PROBLEM
Count the lines in the data below that contain the string "roof". Give only the number.

Start of EXERCISE MATERIALS

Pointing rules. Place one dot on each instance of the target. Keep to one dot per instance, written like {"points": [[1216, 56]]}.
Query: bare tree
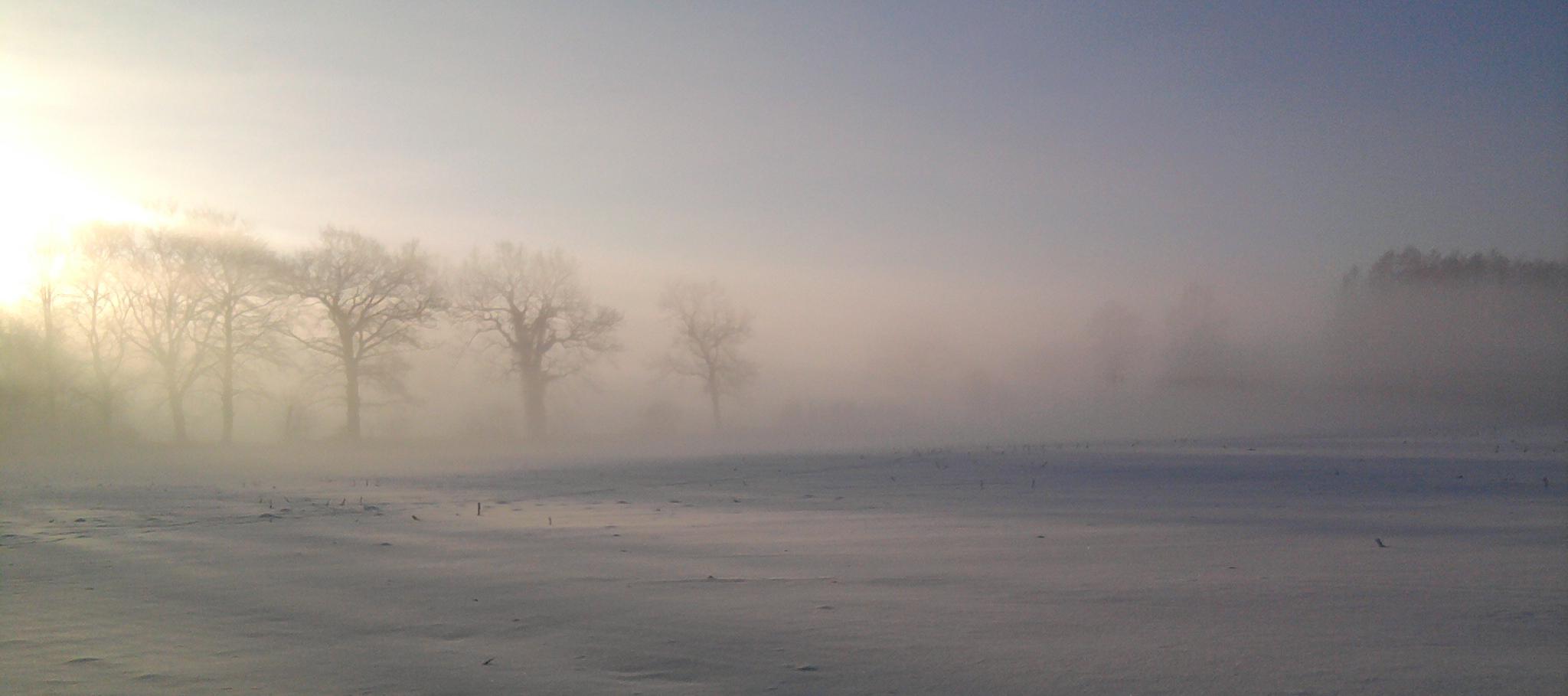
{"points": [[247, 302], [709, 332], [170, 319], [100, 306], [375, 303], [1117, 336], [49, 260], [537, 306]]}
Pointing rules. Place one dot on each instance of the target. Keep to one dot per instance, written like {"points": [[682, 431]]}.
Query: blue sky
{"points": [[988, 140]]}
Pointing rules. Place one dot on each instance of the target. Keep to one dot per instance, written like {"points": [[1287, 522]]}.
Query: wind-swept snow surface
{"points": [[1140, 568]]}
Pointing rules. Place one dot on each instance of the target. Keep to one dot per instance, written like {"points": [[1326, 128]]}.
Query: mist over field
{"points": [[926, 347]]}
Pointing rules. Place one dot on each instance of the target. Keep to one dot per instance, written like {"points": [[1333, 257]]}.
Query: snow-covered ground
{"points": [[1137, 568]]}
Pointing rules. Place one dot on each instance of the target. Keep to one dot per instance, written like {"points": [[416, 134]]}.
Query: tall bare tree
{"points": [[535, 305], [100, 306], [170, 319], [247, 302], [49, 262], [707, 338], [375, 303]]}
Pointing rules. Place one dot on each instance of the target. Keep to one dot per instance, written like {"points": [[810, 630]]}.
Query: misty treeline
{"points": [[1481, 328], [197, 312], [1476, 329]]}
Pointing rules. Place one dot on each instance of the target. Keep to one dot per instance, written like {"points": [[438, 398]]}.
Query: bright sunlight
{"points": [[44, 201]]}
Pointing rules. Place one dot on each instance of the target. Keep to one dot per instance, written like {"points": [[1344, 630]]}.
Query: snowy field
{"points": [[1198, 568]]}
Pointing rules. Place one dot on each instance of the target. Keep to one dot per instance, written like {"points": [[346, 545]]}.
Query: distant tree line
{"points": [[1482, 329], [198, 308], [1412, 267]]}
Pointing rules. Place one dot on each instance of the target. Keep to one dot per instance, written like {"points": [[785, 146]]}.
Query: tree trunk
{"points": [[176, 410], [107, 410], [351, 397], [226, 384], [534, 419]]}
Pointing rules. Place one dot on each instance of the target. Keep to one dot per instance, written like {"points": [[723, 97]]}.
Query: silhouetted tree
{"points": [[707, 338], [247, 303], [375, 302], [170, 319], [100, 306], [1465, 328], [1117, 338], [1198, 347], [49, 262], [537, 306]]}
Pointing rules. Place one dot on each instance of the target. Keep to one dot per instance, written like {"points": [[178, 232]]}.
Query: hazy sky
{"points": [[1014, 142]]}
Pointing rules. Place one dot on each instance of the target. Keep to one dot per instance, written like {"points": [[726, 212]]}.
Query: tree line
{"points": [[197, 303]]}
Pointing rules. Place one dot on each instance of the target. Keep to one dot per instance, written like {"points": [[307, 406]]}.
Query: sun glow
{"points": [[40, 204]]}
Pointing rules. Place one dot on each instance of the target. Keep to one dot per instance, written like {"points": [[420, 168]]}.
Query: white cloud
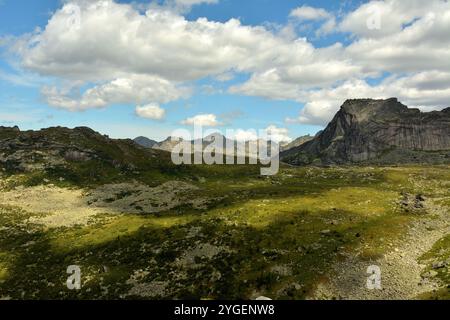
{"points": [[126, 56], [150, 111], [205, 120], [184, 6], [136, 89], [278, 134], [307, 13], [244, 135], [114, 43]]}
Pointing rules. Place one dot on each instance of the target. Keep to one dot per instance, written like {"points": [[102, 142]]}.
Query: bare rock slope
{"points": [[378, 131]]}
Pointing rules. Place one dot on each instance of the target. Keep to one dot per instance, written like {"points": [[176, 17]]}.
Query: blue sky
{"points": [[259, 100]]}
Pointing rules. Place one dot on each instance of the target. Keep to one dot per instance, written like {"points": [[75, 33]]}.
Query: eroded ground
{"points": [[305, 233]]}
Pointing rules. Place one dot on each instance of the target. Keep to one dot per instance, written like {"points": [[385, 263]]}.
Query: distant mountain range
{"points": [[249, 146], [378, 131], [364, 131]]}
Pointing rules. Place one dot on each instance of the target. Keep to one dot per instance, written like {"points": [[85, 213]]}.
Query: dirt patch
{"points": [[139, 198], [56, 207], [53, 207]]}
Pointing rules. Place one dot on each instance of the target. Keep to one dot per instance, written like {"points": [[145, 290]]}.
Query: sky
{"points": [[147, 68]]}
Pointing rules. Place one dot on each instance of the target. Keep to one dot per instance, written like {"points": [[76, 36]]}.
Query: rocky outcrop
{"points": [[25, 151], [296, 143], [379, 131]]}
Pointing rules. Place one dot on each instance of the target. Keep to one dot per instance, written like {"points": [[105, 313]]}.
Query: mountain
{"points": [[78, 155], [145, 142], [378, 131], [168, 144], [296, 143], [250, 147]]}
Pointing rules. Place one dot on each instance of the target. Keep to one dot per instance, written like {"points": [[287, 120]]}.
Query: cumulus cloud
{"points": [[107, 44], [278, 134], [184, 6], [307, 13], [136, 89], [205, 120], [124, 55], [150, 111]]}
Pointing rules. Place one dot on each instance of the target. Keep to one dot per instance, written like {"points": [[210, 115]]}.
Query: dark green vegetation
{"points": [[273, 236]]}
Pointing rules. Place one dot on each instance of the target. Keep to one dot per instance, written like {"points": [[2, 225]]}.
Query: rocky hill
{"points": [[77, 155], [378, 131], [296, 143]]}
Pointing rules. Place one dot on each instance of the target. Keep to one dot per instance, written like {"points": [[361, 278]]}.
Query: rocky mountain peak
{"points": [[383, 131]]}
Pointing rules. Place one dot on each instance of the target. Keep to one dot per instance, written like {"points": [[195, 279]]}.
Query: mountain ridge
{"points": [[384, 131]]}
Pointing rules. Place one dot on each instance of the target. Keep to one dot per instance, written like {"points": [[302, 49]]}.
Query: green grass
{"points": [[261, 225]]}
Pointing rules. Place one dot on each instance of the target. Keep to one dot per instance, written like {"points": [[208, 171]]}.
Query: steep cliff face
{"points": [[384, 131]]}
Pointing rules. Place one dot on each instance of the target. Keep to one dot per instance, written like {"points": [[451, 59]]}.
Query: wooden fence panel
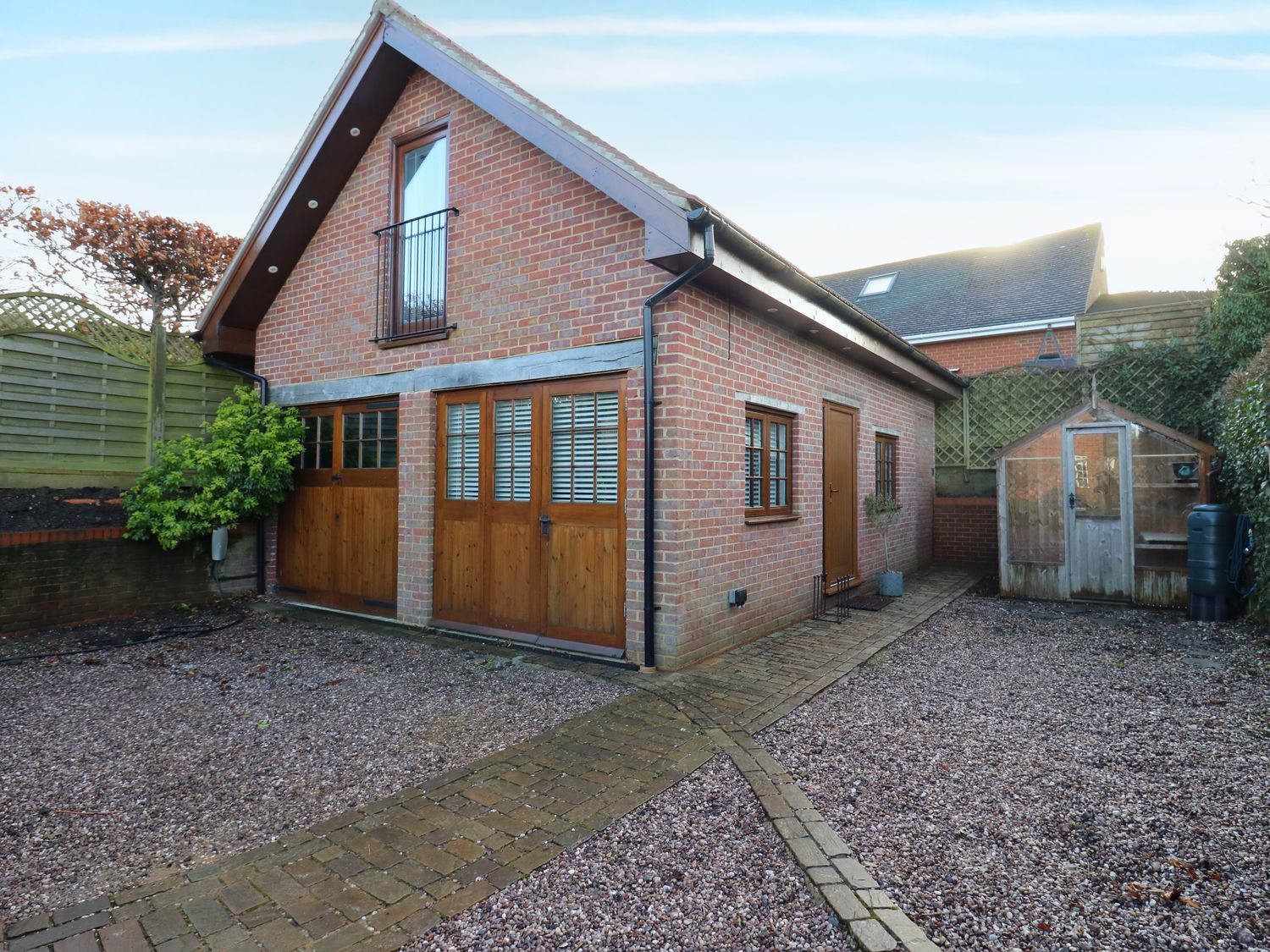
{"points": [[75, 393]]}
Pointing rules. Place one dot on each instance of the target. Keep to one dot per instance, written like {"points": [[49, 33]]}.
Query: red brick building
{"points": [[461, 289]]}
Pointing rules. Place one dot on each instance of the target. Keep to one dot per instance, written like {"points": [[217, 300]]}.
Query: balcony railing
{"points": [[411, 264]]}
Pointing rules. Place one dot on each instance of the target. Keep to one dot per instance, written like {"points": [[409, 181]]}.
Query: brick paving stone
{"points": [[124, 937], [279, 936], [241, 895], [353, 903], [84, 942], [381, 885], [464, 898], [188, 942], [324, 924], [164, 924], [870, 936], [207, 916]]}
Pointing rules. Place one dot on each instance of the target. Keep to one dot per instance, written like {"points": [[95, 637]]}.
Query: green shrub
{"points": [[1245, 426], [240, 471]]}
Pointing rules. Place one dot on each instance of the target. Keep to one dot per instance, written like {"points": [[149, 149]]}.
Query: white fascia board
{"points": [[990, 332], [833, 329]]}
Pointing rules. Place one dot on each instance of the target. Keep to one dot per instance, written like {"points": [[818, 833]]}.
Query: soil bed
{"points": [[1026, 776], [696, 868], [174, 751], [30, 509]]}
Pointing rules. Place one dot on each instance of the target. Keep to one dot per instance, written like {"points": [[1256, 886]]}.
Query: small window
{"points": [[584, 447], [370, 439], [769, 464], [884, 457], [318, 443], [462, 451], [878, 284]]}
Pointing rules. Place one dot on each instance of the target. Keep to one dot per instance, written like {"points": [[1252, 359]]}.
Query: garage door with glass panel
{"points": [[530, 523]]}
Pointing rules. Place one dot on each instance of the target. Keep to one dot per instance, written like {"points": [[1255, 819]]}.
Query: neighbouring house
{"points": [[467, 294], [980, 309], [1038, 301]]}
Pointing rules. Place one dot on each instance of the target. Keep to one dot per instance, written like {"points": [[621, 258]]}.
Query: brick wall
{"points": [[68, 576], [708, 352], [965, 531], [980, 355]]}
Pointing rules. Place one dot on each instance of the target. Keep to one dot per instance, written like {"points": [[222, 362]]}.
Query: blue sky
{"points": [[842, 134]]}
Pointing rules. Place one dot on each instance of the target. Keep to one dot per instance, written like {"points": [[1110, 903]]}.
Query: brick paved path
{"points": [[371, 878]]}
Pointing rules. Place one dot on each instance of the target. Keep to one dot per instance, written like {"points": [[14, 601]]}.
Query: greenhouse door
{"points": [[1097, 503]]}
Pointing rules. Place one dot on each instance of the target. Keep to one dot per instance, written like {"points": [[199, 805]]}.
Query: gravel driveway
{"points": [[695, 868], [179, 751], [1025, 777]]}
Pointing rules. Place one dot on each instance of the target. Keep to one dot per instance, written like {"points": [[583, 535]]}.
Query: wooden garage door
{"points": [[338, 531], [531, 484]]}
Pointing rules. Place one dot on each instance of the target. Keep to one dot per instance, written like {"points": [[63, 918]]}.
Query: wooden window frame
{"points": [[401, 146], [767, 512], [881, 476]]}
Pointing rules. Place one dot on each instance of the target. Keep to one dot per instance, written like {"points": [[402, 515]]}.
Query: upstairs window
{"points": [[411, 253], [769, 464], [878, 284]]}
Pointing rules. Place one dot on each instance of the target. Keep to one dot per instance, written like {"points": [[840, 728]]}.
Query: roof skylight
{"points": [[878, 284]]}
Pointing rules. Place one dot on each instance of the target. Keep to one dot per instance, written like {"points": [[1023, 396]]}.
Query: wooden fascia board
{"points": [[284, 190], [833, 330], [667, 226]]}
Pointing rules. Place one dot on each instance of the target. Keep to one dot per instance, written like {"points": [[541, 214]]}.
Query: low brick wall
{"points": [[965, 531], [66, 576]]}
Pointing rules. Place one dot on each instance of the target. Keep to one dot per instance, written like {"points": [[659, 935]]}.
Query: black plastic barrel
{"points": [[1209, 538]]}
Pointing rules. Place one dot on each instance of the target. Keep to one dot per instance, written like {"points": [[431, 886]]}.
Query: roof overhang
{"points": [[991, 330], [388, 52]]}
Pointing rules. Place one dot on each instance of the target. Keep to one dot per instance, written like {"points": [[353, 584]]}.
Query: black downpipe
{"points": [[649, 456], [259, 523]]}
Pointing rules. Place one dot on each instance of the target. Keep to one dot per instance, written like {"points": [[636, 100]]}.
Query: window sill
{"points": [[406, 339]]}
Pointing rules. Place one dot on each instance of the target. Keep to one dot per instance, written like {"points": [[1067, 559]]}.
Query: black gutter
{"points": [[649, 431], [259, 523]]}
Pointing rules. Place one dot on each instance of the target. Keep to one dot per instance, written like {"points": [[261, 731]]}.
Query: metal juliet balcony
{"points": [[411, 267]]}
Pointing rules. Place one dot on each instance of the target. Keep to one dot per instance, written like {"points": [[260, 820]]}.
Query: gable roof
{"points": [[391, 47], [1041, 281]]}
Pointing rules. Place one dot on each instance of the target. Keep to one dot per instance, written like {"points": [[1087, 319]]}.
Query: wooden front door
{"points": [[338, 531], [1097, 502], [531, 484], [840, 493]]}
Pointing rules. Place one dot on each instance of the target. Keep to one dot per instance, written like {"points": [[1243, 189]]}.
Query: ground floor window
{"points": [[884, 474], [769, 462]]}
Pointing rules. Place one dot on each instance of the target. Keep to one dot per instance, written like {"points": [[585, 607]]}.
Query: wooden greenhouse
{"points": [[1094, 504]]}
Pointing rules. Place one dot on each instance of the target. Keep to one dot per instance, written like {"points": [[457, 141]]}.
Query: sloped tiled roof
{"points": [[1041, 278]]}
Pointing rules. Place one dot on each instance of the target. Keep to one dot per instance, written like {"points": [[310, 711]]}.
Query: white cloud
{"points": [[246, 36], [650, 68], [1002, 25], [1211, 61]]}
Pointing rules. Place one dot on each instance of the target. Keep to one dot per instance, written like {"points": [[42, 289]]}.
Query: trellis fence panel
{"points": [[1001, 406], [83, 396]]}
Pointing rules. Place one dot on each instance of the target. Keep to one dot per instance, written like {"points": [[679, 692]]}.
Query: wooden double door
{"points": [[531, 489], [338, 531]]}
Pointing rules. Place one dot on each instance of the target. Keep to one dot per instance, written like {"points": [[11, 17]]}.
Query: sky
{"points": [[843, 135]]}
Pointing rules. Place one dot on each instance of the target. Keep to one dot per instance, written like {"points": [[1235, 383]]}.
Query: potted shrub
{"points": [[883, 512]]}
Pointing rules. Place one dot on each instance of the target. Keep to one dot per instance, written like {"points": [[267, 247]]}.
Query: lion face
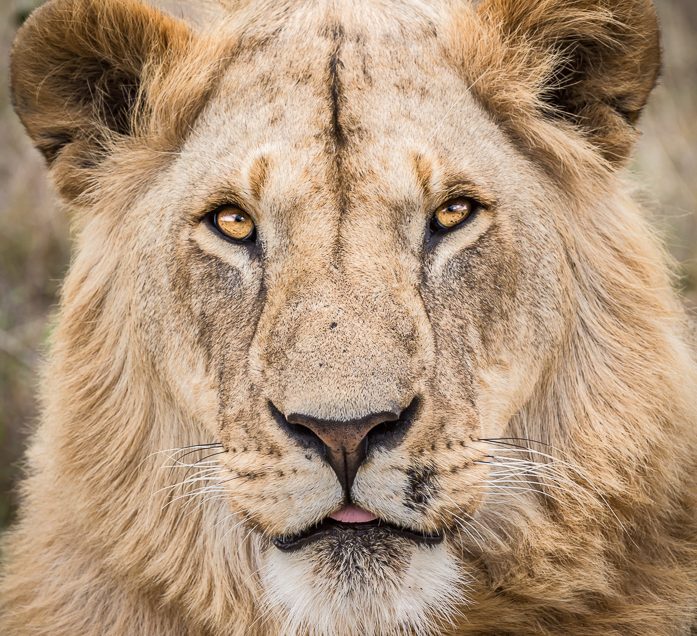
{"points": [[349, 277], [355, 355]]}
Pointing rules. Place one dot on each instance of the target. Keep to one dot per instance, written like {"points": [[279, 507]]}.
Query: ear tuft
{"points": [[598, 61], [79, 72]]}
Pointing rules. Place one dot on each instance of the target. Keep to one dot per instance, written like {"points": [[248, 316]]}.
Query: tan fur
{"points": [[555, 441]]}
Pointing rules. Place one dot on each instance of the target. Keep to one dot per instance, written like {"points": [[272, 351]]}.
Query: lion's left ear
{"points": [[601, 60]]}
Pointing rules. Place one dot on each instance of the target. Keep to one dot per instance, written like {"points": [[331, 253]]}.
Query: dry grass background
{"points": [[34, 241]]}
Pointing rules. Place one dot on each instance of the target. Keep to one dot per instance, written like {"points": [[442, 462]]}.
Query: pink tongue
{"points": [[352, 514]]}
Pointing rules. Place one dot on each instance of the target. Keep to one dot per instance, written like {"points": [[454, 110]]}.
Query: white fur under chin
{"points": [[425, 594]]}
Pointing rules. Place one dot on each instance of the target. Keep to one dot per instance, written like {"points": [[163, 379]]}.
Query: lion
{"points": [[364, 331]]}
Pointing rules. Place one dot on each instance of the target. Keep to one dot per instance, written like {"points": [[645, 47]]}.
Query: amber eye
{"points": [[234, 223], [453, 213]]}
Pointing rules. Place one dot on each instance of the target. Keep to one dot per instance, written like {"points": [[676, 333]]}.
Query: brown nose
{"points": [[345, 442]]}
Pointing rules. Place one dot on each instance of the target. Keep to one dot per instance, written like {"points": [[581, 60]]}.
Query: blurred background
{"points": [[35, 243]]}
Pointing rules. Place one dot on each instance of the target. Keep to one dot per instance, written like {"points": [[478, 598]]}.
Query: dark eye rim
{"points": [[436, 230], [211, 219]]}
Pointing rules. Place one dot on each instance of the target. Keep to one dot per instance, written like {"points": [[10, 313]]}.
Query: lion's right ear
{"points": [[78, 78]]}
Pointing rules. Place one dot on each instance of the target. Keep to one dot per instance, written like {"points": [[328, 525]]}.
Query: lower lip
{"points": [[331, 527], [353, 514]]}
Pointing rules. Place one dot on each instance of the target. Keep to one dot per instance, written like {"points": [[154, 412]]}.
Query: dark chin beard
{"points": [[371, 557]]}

End of EXERCISE MATERIALS

WRITTEN RESPONSE
4